> _WHAT THE EXERCISE ASKS_: Examine each line of the listing below. Copy those in which the string "block" appears.

> _DATA EXTRACT_:
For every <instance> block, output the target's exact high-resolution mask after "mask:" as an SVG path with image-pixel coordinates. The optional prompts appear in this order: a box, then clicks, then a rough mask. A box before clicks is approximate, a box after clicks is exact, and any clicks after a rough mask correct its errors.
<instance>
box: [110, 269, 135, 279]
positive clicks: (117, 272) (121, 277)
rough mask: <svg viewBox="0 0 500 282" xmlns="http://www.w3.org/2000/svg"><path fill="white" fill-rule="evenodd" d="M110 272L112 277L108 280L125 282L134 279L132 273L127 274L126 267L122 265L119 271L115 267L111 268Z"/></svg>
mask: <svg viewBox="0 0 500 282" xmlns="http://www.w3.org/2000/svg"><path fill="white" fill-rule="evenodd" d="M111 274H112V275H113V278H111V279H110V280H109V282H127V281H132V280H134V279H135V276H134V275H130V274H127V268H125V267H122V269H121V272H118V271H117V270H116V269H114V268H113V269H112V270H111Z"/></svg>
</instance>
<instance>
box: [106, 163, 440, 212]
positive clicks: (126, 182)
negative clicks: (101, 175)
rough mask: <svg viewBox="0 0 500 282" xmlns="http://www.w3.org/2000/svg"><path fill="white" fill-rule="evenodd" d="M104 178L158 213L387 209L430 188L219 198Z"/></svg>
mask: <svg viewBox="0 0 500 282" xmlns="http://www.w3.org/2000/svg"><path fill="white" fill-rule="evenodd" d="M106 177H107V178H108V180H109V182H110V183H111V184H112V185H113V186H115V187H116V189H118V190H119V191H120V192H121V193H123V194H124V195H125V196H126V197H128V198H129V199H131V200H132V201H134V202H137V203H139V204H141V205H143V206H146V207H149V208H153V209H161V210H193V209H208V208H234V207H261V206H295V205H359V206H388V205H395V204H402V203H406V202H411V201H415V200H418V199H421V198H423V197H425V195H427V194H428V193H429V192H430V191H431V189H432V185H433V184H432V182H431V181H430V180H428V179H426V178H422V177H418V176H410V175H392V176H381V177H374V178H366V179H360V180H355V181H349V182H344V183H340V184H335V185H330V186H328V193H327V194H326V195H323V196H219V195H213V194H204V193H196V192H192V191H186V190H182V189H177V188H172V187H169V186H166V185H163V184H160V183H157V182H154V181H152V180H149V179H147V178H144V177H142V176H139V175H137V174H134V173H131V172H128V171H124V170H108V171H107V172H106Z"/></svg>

==

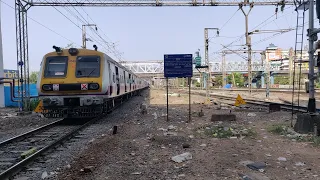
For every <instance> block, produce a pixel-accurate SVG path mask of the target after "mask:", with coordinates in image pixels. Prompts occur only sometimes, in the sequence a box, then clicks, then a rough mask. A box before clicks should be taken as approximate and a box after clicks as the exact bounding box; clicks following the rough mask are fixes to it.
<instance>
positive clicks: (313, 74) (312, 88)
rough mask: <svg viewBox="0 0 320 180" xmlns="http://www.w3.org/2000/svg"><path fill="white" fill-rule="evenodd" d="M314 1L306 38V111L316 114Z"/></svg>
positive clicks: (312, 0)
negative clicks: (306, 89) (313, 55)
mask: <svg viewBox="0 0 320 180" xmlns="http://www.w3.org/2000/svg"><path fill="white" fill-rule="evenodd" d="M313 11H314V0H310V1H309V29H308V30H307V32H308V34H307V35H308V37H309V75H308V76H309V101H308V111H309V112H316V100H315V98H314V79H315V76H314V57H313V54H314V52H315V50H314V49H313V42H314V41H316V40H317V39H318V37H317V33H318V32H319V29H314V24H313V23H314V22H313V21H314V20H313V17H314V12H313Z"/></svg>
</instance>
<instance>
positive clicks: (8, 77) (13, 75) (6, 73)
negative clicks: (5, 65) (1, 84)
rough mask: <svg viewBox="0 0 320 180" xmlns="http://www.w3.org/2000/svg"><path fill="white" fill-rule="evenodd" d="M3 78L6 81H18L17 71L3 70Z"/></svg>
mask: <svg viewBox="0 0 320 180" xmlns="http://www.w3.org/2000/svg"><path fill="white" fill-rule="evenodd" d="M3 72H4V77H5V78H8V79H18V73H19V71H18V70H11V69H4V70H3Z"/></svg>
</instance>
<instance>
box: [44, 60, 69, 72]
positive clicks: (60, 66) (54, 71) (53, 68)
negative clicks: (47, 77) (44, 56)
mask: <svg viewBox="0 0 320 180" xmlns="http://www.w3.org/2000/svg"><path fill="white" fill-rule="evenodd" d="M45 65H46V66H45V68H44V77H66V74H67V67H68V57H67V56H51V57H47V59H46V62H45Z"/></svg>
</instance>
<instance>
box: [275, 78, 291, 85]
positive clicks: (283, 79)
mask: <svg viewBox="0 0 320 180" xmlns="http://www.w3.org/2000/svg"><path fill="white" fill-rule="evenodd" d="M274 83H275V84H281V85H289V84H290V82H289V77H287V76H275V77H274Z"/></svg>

> _RESPONSE BOX_:
For every <instance> block, output the target's exact high-resolution mask after "mask:" as an SVG path with image-pixel coordinates. The optional prompts appear in this order: a box, then clicks, then a rough mask. A box before clicks is approximate, a box after clicks is exact, and any clicks after a rough mask correct its errors.
For every <instance> block, produce a pixel-accurate SVG path mask of the target after "mask:", with coordinates in image pixels. Prompts occur only sometimes, in the sequence a box, then clicks, then a rough mask. A box before clicks should be taken as approximate and a box after clicks as the exact bounding box; clicks following the rough mask are fixes to it.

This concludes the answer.